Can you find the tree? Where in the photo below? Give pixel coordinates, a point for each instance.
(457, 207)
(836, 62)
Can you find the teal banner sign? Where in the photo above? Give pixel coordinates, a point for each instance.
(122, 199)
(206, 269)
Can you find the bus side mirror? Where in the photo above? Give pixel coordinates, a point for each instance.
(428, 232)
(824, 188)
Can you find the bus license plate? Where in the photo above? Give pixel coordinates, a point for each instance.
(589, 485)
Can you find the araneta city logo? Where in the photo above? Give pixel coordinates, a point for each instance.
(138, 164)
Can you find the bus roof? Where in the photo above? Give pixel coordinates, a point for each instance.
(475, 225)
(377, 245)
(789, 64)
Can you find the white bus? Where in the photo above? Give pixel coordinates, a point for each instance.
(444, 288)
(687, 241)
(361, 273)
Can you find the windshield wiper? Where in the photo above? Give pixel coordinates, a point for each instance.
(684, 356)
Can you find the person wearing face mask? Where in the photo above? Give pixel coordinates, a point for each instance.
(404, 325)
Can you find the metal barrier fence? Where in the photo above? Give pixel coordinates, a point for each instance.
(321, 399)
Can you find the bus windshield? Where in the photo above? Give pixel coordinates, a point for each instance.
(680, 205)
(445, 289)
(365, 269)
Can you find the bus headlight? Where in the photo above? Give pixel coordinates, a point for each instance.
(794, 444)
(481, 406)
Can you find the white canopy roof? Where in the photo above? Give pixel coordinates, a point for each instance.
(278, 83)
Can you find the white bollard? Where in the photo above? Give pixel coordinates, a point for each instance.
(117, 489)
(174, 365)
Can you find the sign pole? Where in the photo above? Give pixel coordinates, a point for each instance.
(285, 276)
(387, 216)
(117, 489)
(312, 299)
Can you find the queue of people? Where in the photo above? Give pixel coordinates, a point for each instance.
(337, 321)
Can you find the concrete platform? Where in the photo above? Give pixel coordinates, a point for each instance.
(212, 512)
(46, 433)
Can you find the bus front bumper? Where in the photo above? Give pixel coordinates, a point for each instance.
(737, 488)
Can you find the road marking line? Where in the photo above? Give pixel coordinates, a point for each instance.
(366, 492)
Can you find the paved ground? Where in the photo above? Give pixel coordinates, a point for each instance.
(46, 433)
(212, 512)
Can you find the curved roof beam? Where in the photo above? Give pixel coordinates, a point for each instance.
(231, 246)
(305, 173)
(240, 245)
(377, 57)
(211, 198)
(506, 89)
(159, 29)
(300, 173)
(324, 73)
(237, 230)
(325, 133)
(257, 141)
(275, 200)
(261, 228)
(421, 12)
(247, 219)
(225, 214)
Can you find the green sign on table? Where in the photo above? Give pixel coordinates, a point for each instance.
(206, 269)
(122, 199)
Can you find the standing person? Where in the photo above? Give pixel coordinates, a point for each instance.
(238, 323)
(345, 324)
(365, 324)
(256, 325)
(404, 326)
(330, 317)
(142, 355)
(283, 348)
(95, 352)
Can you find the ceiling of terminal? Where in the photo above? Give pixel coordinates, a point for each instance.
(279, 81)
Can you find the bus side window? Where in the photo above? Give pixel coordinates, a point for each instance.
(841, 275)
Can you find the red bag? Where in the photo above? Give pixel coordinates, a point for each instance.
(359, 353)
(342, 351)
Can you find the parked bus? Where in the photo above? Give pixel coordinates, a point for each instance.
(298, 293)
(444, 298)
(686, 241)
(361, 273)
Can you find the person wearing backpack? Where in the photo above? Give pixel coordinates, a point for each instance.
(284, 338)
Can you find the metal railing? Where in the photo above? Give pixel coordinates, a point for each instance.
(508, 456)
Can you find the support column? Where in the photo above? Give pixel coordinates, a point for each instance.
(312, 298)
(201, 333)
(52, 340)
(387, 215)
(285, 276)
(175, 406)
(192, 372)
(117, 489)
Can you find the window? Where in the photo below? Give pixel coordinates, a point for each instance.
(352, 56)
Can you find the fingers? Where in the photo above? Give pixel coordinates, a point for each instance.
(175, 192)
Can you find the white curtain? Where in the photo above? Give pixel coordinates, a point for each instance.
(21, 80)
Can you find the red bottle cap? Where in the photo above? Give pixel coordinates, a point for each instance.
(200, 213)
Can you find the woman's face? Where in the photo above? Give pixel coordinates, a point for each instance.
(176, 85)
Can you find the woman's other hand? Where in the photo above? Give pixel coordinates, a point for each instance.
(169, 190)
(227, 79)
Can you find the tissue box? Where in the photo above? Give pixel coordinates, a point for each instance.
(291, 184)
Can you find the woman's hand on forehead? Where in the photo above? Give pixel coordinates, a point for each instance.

..............................

Transcribe exactly, and only, the lines from the one bearing "Can you find the red bottle" through the last line of the entries, counting both.

Can you find the red bottle cap? Where in the photo above? Give pixel coordinates, a point for each instance.
(200, 213)
Can you find the woman's face? Where in the photo above? Give pixel coordinates, a point for each instance.
(176, 85)
Can you find the woman's other hand? Where in the photo above? Give pixel coordinates, a point for each instance.
(169, 190)
(227, 79)
Can you find the tissue box? Where in the photo above? Give pixel coordinates, a point for each instance.
(291, 184)
Can you find the woman's hand on forehead? Where in the photo above? Give pixel coordinates, a point for each instance.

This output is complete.